**Data section**

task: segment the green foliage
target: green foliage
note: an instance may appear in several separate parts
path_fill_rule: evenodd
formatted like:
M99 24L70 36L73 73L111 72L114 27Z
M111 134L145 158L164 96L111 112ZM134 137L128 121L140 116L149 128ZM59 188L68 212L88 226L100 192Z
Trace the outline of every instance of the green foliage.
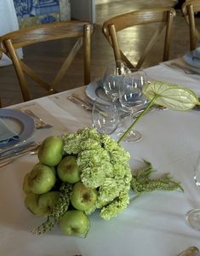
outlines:
M180 189L183 191L180 183L173 180L172 177L165 174L163 177L151 179L150 176L154 172L151 163L145 161L146 167L140 169L133 175L131 188L136 195L151 192L155 190L172 191Z
M129 154L110 136L92 128L66 134L63 140L65 154L77 154L81 181L98 190L95 207L100 217L109 219L125 209L132 178Z
M33 234L41 235L50 231L59 222L60 218L66 212L70 205L70 193L71 185L63 183L60 186L60 195L51 213L40 226L32 230Z

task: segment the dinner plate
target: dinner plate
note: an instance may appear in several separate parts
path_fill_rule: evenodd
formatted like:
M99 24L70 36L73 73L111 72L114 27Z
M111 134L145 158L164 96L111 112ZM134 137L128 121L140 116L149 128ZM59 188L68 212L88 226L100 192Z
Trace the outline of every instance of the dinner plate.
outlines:
M19 136L17 141L10 141L6 144L0 145L0 148L14 145L31 137L35 131L35 124L32 118L15 109L0 109L0 118L3 119L3 122Z
M197 49L186 54L183 59L187 64L195 67L200 67L200 49Z

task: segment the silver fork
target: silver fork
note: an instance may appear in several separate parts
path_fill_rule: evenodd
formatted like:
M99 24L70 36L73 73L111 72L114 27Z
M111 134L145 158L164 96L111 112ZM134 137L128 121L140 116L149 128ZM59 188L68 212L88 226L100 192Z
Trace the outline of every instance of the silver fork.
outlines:
M41 118L39 118L37 115L36 115L31 110L24 109L23 112L33 118L33 119L35 121L36 129L53 127L51 125L45 123Z

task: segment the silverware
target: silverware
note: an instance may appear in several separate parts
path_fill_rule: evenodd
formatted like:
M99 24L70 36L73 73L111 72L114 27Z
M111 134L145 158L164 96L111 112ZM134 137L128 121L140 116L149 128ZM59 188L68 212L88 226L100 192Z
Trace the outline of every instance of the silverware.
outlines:
M53 127L51 125L45 123L41 118L36 115L30 109L23 109L22 112L27 113L31 117L33 118L35 121L36 129L43 129L43 128L51 128Z
M20 153L26 148L29 148L30 147L32 147L32 145L36 145L35 142L30 142L26 143L21 145L19 145L18 147L12 147L7 149L3 149L0 151L0 160L2 157L5 157L8 155L11 155L13 154Z
M137 118L145 109L146 109L146 106L142 108L141 109L139 109L138 111L136 111L134 114L133 114L133 118L135 119ZM150 113L150 112L153 112L155 110L164 110L164 109L167 109L166 108L163 107L163 106L160 106L160 105L154 105L152 106L151 108L149 108L149 110L147 111L147 113ZM124 119L126 117L128 117L129 115L130 115L129 113L123 113L120 118L121 119Z
M14 150L7 151L3 154L1 154L0 162L3 161L5 160L9 160L11 157L20 155L24 153L30 152L33 149L36 149L38 148L39 145L40 145L40 143L33 143L26 147L21 147L20 148L14 148Z
M68 96L68 100L75 104L77 104L78 106L81 106L85 110L92 111L92 107L89 107L87 103L84 103L73 96Z
M79 96L76 95L75 93L73 93L71 95L71 97L75 98L76 100L79 101L81 103L88 106L89 108L93 108L93 104L90 103L89 101L87 100L83 100L83 98L81 98Z
M186 73L188 74L197 74L197 75L200 75L200 72L195 71L190 67L187 67L184 65L176 63L176 62L169 62L169 63L164 63L166 66L172 67L172 68L178 68L180 69L182 71L184 71Z
M191 247L185 250L184 252L180 253L177 256L193 256L198 253L198 248L196 247Z
M26 155L28 154L37 154L37 150L38 150L38 148L39 148L39 145L37 145L35 148L31 149L31 150L29 150L29 151L26 151L26 152L24 152L23 154L20 154L19 155L14 155L14 156L12 156L12 157L9 157L9 158L7 158L7 160L4 160L3 161L0 161L0 168L1 167L3 167L12 162L14 162L15 160L24 156L24 155Z

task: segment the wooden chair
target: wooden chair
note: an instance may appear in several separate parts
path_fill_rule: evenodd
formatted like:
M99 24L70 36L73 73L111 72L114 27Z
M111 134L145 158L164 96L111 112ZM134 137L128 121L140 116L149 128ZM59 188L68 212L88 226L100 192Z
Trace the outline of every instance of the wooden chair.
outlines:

**Aim**
Edit the lines starting at the one that contains "task: segment the silverware" and ending at the one that contains "M191 247L185 250L184". Change "silverware" to "cutlery" wherever it occurs and leave everything else unchanged, giving back only those lines.

**Result of the task**
task: segment the cutlery
target: cutlery
note: an instance may appear in several separate parts
path_fill_rule: evenodd
formatted like:
M99 24L70 36L73 73L111 72L114 27Z
M111 134L145 158L164 96L111 112ZM134 137L128 121L140 116L149 128ZM59 188L68 212L88 226L100 192Z
Trace the outline of every instance of the cutlery.
outlines:
M53 127L51 125L45 123L41 118L36 115L30 109L23 109L22 112L27 113L31 117L33 118L35 121L36 129L43 129L43 128L51 128Z
M20 153L26 148L29 148L30 147L32 147L32 145L36 145L35 142L30 142L26 143L21 145L19 145L18 147L12 147L7 149L3 149L0 151L0 160L2 157L5 157L8 155L11 155L13 154Z
M137 118L145 109L146 109L146 106L142 108L141 109L139 109L138 111L136 111L134 114L133 114L133 118L135 119ZM150 113L150 112L153 112L155 110L164 110L164 109L167 109L166 108L163 107L163 106L160 106L160 105L154 105L152 106L151 108L149 108L149 110L147 111L147 113ZM124 119L126 117L128 117L129 115L130 115L129 113L123 113L120 118L121 119Z
M14 150L7 151L3 154L1 154L0 162L3 161L5 160L9 160L11 157L20 155L24 153L30 152L33 149L36 149L38 148L39 145L40 145L40 143L33 143L26 147L21 147L20 148L14 148Z
M68 96L68 100L75 104L77 104L78 106L81 106L85 110L92 111L92 107L89 107L87 103L84 103L73 96Z
M79 96L76 95L75 93L73 93L71 95L71 97L75 98L76 100L79 101L81 103L88 106L89 108L93 108L93 104L90 103L89 101L87 100L83 100L83 98L81 98Z
M186 73L188 74L197 74L197 75L200 75L200 72L195 71L190 67L187 67L184 65L176 63L176 62L169 62L169 63L164 63L166 66L172 67L172 68L178 68L180 69L182 71L184 71Z
M191 247L185 250L184 252L180 253L177 256L193 256L198 253L198 248L196 247Z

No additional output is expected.